EXTRAIT CHOISI.
-------------------------

Langues locales et langues de l'ex-colon, principes fonctionnels et identitaires
Dans une conférence, voilà que les représentants
sénégalais parlent en français, leurs propos sont traduits en anglais,
pour les officiels gambiens. Puis les gambiens réagissent en anglais; et leurs
propos sont traduits en français pour les officiels sénégalais. Or les membres
des deux délégations comprennent le wolof. Voilà une gymnastique protocolaire
que je n'arrive pas à comprendre.
Oustaaz Mbacké Sylla
On a
l'impression que les anciens colons (Grande-Bretagne et France) ont
expressément émis l'obligation d'être associés à nos échanges, et d'avoir accès
à nos communications originales, à la source. Non pas, comme a osé
l'irréductible Ousmane Sonko, une sortie en wolof, dont ils devront se
contenter d'un pâle compte-rendu ....

-------------------------

Entrées de données collectées:
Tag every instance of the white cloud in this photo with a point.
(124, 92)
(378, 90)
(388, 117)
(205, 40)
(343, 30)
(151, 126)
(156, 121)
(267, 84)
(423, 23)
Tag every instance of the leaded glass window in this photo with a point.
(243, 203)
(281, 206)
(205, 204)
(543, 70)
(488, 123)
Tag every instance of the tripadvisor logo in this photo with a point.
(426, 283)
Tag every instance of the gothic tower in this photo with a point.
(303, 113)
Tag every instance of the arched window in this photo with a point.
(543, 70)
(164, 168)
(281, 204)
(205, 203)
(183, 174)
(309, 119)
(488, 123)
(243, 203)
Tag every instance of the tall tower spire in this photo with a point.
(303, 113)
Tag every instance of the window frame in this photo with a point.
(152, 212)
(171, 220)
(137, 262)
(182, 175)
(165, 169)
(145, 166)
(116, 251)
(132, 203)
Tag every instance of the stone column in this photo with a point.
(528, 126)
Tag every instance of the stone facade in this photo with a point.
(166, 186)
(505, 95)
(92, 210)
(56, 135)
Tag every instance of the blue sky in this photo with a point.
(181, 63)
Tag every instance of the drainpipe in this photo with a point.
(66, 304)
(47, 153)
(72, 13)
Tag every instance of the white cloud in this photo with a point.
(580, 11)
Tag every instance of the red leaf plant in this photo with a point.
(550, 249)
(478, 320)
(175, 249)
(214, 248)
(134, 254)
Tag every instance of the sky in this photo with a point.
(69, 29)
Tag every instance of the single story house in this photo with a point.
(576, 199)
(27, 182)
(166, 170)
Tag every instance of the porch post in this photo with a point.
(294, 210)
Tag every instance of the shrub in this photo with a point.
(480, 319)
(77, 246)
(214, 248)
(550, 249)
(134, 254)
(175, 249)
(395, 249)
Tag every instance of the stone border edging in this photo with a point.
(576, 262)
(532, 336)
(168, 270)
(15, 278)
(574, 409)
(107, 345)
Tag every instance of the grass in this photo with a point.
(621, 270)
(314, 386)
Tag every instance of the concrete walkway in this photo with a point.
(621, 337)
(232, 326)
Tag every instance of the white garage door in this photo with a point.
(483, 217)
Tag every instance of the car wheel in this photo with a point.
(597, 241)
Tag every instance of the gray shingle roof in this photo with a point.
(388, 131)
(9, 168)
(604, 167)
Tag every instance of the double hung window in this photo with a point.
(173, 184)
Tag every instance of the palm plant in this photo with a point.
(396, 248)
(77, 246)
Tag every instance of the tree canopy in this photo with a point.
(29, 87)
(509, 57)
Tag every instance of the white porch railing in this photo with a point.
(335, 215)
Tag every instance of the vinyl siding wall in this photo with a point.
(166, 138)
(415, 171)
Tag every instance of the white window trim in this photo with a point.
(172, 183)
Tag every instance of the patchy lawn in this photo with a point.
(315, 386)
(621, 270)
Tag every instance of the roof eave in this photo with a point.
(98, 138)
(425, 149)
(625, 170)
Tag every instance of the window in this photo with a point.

-------------------------

LISTE DES TÂCHES.
- 1) Résumez en deux phrases le texte sur les langues locales et les langues de l'ex-colon.
- 2) Reprenez le texte sur les langues locales et les langues de l'ex-colon après sa dernière phrase et prolongez-le.

RÉPONSES FOURNIES.
- 1) Lors d'une conférence, les représentants sénégalais parlent en français et les Gambiens en anglais, chaque intervention étant traduite pour l'autre délégation, alors que les membres des deux délégations comprennent le wolof. On a l'impression que la Grande-Bretagne et la France, anciens colons, ont exigé d'être associées à ces échanges et d'accéder aux communications originales, plutôt que de se contenter d'un pâle compte-rendu d'une sortie en wolof comme celle d'Ousmane Sonko.

- 2)
Le Sénégal
et le wolof
Il ne
faut surtout pas confondre les deux statuts de la langue. La langue est fonctionnelle.
Elle sert aux transactions sociales. Mais la langue est aussi identitaire.
Elle est un prolongement matériel (concret) du bagage civilisationnel
(abstrait) d'un individu ou d'un groupe ethnique.
Le
Sénégal n'a pas le dilemme auquel font face bon nombre de pays africains. Un
grand nombre de pays africains connaissent en effet un morcellement
linguistique si important que l'avènement de la langue française, tronc commun,
est pour eux un oasis de paix, "un butin (de guerre)" selon
Kateb Yacine, "une bénédiction" pour Abdou Diouf : enfin une
langue "neutre"!! Une neutralité ethnique, certes, mais pas
historique. Le Sénégal pourrait tirer profit de la dimension véhiculaire du
wolof, qui est COMPRIS (au moins) par une majorité. Les quatre aptitudes ou
compétence d'une langue sont la compréhension orale ("écoute"), l'expression
orale ("parler"), la compréhension écrite ("lire"), et
l'expression écrite (" écrire"). Voilà comment mesurer l'ampleur
d'une langue...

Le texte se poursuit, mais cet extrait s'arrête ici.